* _Exercise objective_
Please extract every line of the data below and reproduce each one verbatim, in order.

* _Task inputs_
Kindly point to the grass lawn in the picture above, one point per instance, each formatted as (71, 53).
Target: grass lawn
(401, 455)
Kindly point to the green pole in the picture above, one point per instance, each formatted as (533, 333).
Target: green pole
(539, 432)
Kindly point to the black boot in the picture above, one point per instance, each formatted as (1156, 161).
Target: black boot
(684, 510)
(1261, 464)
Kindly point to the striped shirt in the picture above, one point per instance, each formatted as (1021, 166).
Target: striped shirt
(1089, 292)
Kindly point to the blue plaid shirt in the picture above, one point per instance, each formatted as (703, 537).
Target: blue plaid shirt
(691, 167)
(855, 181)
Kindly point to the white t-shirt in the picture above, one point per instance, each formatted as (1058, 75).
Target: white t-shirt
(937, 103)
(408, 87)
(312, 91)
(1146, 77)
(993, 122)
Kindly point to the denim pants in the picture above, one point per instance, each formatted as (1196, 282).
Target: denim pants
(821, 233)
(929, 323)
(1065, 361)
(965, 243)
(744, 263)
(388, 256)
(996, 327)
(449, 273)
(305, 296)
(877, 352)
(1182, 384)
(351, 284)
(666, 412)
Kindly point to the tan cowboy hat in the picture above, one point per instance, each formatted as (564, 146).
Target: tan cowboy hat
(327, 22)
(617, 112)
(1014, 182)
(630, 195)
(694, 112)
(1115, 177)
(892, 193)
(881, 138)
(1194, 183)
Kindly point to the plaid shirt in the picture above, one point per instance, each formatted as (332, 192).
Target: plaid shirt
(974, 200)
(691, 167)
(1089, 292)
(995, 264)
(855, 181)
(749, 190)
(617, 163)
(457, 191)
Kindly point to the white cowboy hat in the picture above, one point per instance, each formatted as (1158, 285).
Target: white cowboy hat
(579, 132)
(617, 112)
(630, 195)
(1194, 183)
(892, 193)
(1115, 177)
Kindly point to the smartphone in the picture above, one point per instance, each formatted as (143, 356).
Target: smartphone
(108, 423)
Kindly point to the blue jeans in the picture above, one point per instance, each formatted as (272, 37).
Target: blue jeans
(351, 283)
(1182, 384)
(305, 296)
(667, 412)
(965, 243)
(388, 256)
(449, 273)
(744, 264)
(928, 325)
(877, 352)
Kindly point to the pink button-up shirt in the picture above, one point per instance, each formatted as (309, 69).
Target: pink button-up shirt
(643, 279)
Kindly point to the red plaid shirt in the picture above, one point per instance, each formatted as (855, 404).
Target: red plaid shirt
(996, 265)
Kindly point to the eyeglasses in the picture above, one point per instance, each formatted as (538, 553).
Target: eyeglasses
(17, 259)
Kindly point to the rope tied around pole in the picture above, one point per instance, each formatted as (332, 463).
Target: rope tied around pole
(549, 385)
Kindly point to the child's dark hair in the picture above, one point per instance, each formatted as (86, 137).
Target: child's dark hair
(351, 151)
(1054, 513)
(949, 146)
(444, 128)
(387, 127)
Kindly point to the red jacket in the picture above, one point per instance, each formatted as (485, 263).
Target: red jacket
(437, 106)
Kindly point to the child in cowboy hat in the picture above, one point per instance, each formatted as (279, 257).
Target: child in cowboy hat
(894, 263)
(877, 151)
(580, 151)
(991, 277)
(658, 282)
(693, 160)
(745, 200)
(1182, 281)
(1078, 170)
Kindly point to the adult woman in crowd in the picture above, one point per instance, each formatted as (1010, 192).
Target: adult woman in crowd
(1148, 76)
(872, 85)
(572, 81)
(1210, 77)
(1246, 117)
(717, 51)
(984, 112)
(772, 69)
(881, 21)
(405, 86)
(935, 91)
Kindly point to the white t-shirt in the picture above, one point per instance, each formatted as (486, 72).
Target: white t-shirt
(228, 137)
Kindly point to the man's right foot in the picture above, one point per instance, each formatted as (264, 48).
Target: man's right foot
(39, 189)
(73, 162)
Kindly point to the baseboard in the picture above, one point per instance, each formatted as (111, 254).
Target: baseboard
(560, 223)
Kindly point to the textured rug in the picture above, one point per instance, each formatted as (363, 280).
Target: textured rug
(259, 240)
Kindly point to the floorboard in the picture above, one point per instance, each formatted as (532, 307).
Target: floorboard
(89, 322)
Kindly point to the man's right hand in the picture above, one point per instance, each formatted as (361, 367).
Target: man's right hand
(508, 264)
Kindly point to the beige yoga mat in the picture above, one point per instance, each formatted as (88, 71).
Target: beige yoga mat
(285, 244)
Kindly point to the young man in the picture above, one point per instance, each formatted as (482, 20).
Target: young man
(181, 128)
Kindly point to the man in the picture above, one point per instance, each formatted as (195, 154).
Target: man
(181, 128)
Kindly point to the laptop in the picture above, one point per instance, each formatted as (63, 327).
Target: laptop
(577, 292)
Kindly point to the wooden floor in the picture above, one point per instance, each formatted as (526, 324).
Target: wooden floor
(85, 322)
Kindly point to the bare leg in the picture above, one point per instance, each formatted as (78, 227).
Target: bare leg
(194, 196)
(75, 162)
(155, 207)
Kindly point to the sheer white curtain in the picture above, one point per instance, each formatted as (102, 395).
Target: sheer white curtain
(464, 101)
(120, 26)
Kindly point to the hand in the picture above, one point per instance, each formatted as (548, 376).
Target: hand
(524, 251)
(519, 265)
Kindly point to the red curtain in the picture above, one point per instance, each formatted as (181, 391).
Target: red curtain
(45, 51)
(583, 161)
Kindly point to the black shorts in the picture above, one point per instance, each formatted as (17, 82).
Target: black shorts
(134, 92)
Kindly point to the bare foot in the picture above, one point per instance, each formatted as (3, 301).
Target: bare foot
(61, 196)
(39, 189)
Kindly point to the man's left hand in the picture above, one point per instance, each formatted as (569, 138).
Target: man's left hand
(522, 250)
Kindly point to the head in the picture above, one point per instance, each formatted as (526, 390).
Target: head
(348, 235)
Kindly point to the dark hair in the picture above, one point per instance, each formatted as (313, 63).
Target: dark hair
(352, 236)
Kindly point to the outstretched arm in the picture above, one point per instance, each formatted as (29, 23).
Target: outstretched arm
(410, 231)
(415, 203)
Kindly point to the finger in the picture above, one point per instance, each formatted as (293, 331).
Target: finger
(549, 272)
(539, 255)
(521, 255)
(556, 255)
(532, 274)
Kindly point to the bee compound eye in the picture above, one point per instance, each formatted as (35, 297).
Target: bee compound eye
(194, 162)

* _Task output_
Kindly point to the grass lawn in the picture above, one point per instance, each formatted as (71, 53).
Target: grass lawn
(401, 455)
Kindly point to the green pole in the picture above, one point per instance, each formatted as (533, 333).
Target: green pole
(539, 432)
Kindly point to the black boot in the picture above, one point per instance, each formatted as (1156, 161).
Target: black boot
(684, 510)
(1261, 464)
Kindly point to the striped shirt in the picture above, one point per instance, each formatted as (1021, 166).
Target: striped shirt
(1089, 292)
Kindly point to the blue plaid shirt in the picture above, one point per instance, each formatted as (703, 537).
Target: blue plaid shirt
(691, 167)
(855, 181)
Kindly point to the white t-shirt in the picture above, one point per instance, each formatted as (1058, 75).
Target: white t-shirt
(937, 103)
(408, 87)
(312, 91)
(1146, 77)
(993, 122)
Kindly point to the denim pants in the picture above, one point per instance, each formatted as (1196, 282).
Target: denim pants
(821, 233)
(929, 323)
(1065, 361)
(965, 243)
(744, 263)
(388, 256)
(996, 327)
(449, 273)
(305, 296)
(877, 352)
(1182, 384)
(351, 284)
(666, 412)
Kindly point to the tan cowboy hat in the picture above, one point per instance, each formatted as (564, 146).
Target: tan cowboy hat
(327, 22)
(617, 112)
(1014, 182)
(630, 195)
(694, 112)
(1115, 177)
(892, 193)
(881, 138)
(1194, 183)
Kindly point to the plaid shirt in the picture above, one point per instance, each formatted as (332, 192).
Target: plaid shirt
(974, 200)
(691, 167)
(1089, 292)
(995, 264)
(855, 181)
(749, 190)
(617, 163)
(457, 191)
Kindly point to the white cowboy hat in the picture above, one point per instance, each formatted as (1158, 285).
Target: white cowboy hat
(579, 132)
(617, 112)
(630, 195)
(1194, 183)
(892, 193)
(1115, 177)
Kindly point to the smartphone in the picture above, one point per instance, each formatted as (143, 356).
Target: smartphone
(108, 423)
Kindly point to the blue jeans in the picture above, one point per instance, each formatted as (272, 37).
Target: blue jeans
(351, 283)
(1182, 384)
(305, 296)
(667, 412)
(965, 243)
(388, 256)
(449, 273)
(744, 264)
(928, 325)
(877, 352)
Kindly point to the pink button-up shirt in the picture above, one point per instance, each formatted as (309, 69).
Target: pink button-up shirt
(643, 279)
Kindly point to the red plaid shirt in the picture above, one point per instance, each formatted as (855, 404).
Target: red plaid shirt
(996, 265)
Kindly point to the eyeglasses in the picture above, one point per instance, each formatted as (538, 553).
Target: eyeglasses
(17, 259)
Kindly point to the rope tied around pole in the picture above, one point per instance, each formatted as (332, 463).
Target: rope tied around pole
(549, 385)
Kindly point to the child's dark hair in the picture above, one point per instance, each formatted as (86, 137).
Target: child's dark hair
(351, 151)
(1054, 513)
(949, 146)
(444, 128)
(387, 127)
Kindly point to the red jacket in the picture above, one point per instance, each formatted as (485, 263).
Target: red jacket
(437, 106)
Kindly point to the child in cowboy hat in the picture above, one point per instance, each formatted as (279, 257).
Target: child in cowboy hat
(894, 263)
(877, 151)
(580, 151)
(991, 277)
(658, 282)
(693, 160)
(745, 200)
(1182, 281)
(1078, 170)
Kindly point to the adult woman in crowd in the picture above, one point per instance, each formatted as (1010, 192).
Target: adult woman in crowd
(1148, 76)
(872, 85)
(572, 81)
(1210, 77)
(1246, 117)
(717, 51)
(984, 112)
(772, 69)
(881, 21)
(405, 86)
(935, 91)
Kindly point to the white t-shirt in the picture above, one point per instance, each formatted as (486, 72).
Target: white t-shirt
(228, 137)
Kindly point to the man's right foot in the picture above, one point per instance, each formatted as (264, 48).
Target: man's right foot
(39, 189)
(73, 162)
Kindly point to the baseboard in the picture above, one point per instance, each formatted as (111, 254).
Target: baseboard
(560, 223)
Kindly point to the textured rug in the picture above, one point per instance, each formatted as (363, 280).
Target: textured rug
(259, 240)
Kindly point to the floorboard in the picture above, one point per instance, each formatted as (532, 307).
Target: floorboard
(89, 322)
Kindly point to the man's right hand in the picture above, one point per instance, each formatted as (361, 367).
Target: man's right hand
(508, 264)
Kindly point to the beige yoga mat in the picture above, one point per instance, each formatted as (88, 71).
Target: beige yoga mat
(285, 244)
Kindly point to the young man in the picture above, one point per instance, each formatted as (482, 20).
Target: young man
(181, 128)
Kindly point to the man in the picture above, one point per instance, each formatted as (195, 154).
Target: man
(181, 128)
Kindly point to the laptop in the picture above, one point per instance, each formatted as (63, 327).
Target: laptop
(577, 292)
Kindly point to the wooden floor in the picture above, one point per instance, each formatted as (526, 324).
Target: wooden floor
(85, 322)
Kindly point to the bare leg in the picture above, one point per instance, each formatted as (78, 227).
Target: bare leg
(194, 196)
(75, 162)
(155, 207)
Kindly point to the sheer white curtain in the picture above, one point per instance, each formatted as (102, 395).
Target: sheer white curtain
(464, 101)
(120, 26)
Kindly point to the hand in the picture above, one point per instance, each formatted as (548, 376).
Target: hand
(524, 251)
(519, 265)
Kindly point to the red curtain in the picture above, one point per instance, each formatted as (181, 391).
Target: red curtain
(45, 51)
(583, 161)
Kindly point to the black shorts in the picture above, one point per instance, each formatted as (17, 82).
Target: black shorts
(134, 92)
Kindly point to the bare foot in the picture above, one point per instance, each formatted as (3, 301).
Target: bare foot
(61, 196)
(39, 189)
Kindly point to the man's left hand in the picture above, one point per instance, each formatted as (569, 138).
Target: man's left hand
(522, 250)
Kindly point to the head in the picture above, one point per instance, each formatted as (526, 390).
Target: head
(348, 235)
Kindly point to the dark hair in the picture above, one point per instance, each formatted as (313, 63).
Target: dark hair
(352, 236)
Kindly point to the outstretched arm in the picture above, one point per instance, each formatted as (29, 23).
Target: outstretched arm
(410, 231)
(415, 203)
Kindly point to the finger in the picture above, one point per instance, each formatted as (293, 331).
Target: finger
(549, 272)
(539, 255)
(521, 255)
(556, 255)
(532, 274)
Kindly point to the bee compound eye in the picture above, one point per instance, each formatted as (35, 297).
Target: bee compound eye
(194, 162)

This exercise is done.